··· SUPPLIED MATERIAL ···

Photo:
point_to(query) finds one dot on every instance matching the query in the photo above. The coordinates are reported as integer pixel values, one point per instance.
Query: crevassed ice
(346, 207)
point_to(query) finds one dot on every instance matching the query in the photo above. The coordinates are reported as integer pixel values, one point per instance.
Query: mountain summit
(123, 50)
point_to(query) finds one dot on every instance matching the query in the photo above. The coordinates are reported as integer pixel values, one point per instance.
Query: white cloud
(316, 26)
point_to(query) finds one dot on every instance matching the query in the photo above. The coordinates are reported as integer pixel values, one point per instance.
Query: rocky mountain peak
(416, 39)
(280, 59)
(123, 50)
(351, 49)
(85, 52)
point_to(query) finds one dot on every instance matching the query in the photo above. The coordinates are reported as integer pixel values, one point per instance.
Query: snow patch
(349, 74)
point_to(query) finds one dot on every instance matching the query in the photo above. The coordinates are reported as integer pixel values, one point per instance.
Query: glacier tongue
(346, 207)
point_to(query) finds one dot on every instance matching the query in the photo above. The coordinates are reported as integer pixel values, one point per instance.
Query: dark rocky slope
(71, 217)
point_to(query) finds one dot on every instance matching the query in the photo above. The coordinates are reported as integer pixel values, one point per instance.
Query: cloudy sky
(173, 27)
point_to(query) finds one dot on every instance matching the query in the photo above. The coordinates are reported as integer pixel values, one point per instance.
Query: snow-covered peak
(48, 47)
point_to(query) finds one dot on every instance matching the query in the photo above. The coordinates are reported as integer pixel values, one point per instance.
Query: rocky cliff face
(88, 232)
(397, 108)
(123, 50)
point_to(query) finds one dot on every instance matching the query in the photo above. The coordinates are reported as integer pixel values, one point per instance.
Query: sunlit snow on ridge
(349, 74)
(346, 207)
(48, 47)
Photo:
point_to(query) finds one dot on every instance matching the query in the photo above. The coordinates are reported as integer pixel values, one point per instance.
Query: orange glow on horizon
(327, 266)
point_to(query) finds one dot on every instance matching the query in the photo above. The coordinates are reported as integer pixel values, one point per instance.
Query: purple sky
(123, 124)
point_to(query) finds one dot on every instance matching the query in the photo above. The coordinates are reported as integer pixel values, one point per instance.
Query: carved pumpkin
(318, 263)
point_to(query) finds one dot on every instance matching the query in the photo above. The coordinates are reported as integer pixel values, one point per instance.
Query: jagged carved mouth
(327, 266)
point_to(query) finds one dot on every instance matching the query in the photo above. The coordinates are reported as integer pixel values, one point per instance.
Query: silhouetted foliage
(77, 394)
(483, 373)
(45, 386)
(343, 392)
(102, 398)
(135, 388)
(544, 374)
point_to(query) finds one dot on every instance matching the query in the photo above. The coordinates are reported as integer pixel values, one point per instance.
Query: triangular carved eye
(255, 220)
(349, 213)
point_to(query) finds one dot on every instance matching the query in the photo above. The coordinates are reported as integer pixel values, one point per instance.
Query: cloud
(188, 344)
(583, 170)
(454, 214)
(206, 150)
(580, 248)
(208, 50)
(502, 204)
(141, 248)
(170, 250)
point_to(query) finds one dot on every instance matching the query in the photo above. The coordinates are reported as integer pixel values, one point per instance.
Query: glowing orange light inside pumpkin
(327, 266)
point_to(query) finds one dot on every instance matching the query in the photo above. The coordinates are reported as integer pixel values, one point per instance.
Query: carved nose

···

▸ AIM
Extract each entry in full, exactly as given.

▸ EXERCISE RESPONSE
Photo:
point_to(query) finds one dot on every instance matching the query in the photo above. The coordinates are reported as integer pixel values, one point per instance.
Query: crevassed ice
(346, 207)
point_to(query) finds one dot on every instance matching the query in the photo above. The coordinates are reported as integer pixel values, one point per instance.
Query: mountain summit
(123, 50)
point_to(query) finds one dot on every instance matching the query in the photo above. The coordinates are reported as integer pixel values, one point per instance.
Query: white cloud
(316, 26)
point_to(query) finds one dot on every instance matching the query in the photo above. The coordinates are reported as integer pixel values, one point per instance.
Query: rocky mountain peak
(416, 39)
(280, 59)
(123, 50)
(351, 49)
(85, 52)
point_to(query) finds one dot on every instance matching the query in the photo above. The coordinates are reported as integer pixel values, one point per instance.
Query: snow patch
(349, 74)
point_to(query) finds one dot on every instance matching the query in the photo above. The coordinates are reported as integer pixel values, one point per instance.
Query: glacier tongue
(346, 207)
point_to(query) finds one dot on every instance matching the query in the photo above. The coordinates are reported as integer pixel values, one point per instance.
Query: dark rocky slope
(71, 217)
point_to(query) finds one dot on every instance matching the query in the photo above. The coordinates are reported as integer pixel values, one point per instance.
Query: cloudy sky
(173, 27)
point_to(query) finds one dot on every instance matching the query in the photo above. The coordinates are reported as integer pixel values, one point per instance.
Query: snow-covered peak
(48, 47)
point_to(query) finds one dot on every instance matching the query in the photo above. The coordinates are reported as integer pixel values, one point per instance.
Query: rocky cliff face
(88, 232)
(397, 108)
(123, 50)
point_to(query) finds one dot on every instance matching the query in the photo above. The coordinates are reported as integer pixel values, one point per instance.
Query: sunlit snow on ridge
(349, 74)
(346, 207)
(48, 47)
Photo:
point_to(query) finds one dot on every instance matching the query in the photo above. The coordinates are reported as integer pixel values, one point per instance.
Query: orange glow on horizon
(327, 266)
point_to(query) finds one dot on every instance matching the query in the photo above. The coordinates are reported as integer pixel values, one point per instance.
Query: purple sky
(123, 124)
point_to(query) finds one dot on every instance matching the query in the photo above. The coordinates are reported as integer pixel values, one point per instance.
Query: carved pumpkin
(318, 263)
point_to(query) finds one dot on every instance matching the query in the photo above. The coordinates are reported as integer pixel values, one point per instance.
Query: jagged carved mouth
(327, 266)
point_to(query) finds one dot on every instance matching the query in the photo above. The coordinates are reported as integer pixel values, one point per instance.
Query: silhouetted foliage
(77, 394)
(483, 373)
(45, 386)
(343, 392)
(102, 398)
(135, 388)
(544, 374)
point_to(query) finds one dot on every instance matching the query in the photo above. The coordinates are reported as integer pixel values, one point per instance.
Query: triangular carved eye
(255, 220)
(349, 213)
point_to(query) finds one dot on every instance matching the query in the photo above. The coordinates are reported as integer pixel values, one point per instance.
Query: cloud
(188, 344)
(583, 170)
(454, 214)
(206, 150)
(580, 248)
(208, 50)
(502, 204)
(141, 248)
(170, 250)
point_to(query) finds one dot on every instance matching the query in the photo above. The coordinates are reported as integer pixel values, one point per instance.
Query: glowing orange light inside pumpkin
(327, 266)
point_to(query) finds one dot on every instance matching the query in the photo above. The coordinates are reported as integer pixel values, one point per instance.
Query: carved nose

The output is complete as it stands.